[start Data excerpts]
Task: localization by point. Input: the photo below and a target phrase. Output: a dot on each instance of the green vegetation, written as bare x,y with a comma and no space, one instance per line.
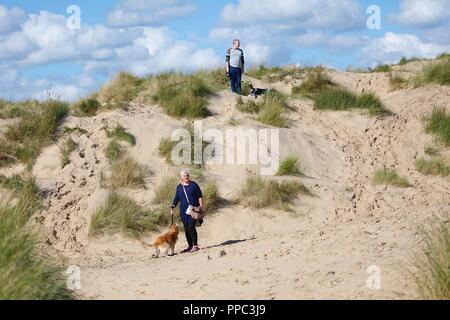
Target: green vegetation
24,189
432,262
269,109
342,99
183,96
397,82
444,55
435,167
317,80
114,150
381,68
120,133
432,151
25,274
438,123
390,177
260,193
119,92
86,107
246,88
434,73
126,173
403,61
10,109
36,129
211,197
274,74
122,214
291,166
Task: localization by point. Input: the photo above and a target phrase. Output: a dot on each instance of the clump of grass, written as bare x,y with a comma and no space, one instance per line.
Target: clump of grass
[end Data excerpts]
[start Data excerpts]
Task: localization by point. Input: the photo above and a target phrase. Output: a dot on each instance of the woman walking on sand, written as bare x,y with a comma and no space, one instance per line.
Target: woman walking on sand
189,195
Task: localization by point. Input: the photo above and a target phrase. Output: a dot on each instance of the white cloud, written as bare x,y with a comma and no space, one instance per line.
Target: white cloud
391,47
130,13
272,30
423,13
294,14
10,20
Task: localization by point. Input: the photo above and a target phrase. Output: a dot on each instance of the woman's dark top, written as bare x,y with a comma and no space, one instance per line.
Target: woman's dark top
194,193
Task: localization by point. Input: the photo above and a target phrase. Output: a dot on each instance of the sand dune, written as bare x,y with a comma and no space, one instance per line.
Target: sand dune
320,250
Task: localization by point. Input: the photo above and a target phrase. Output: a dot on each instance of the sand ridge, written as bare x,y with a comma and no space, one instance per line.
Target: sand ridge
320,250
[end Data excerpts]
▶ _What the task requires_: Rewrite the stretch from the line containing "of the clump" through the line containing "Target: clump of grass", substituting "tuft of grass" for each "clump of grass" and leaving everything else unchanged.

▶ _Expected answer_:
Task: localization by point. Input: the photo above and a target phrase. Output: a dot on each instance of the tuft of grass, written as bare x,y with a comma and no space, one instance per line.
Target: tuft of grass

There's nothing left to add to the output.